Do this: Show each line of the records below that contains the word "plaza".

Excerpted records:
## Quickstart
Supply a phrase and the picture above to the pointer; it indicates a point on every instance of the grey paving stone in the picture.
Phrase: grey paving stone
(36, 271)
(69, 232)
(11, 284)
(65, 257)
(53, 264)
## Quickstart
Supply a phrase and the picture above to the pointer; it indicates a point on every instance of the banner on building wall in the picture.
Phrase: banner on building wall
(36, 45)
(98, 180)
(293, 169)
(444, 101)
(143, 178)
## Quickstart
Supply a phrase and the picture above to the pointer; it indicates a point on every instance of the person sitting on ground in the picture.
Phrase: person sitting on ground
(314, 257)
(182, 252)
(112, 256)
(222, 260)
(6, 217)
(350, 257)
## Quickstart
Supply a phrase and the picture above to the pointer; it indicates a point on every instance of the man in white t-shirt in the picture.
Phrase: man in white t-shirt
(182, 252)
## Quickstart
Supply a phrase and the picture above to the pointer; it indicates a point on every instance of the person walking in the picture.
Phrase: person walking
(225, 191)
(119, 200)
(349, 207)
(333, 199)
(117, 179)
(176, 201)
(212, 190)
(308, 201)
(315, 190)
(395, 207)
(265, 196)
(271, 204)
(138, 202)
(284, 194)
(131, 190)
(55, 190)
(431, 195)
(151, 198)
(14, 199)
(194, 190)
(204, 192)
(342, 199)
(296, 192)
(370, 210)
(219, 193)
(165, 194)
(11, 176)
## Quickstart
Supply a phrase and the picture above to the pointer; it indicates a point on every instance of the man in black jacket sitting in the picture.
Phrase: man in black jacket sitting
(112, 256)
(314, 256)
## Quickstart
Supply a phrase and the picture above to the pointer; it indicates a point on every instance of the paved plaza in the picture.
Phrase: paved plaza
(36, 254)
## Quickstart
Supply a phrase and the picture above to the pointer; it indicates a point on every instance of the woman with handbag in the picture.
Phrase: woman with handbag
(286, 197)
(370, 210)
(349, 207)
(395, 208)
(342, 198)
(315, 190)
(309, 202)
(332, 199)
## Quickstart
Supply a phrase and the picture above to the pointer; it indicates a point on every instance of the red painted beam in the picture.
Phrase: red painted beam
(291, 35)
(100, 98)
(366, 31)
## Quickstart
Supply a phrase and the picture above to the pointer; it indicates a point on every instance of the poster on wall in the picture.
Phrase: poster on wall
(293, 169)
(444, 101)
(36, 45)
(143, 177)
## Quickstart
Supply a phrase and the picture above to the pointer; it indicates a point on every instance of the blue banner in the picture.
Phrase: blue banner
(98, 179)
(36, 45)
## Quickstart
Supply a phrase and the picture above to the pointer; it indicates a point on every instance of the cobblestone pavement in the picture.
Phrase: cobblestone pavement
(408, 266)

Final result:
Supply a phrase and the picture above to the pointer; it indicates a point on every instance of the paved plaza in the picture.
Phrase: paved plaza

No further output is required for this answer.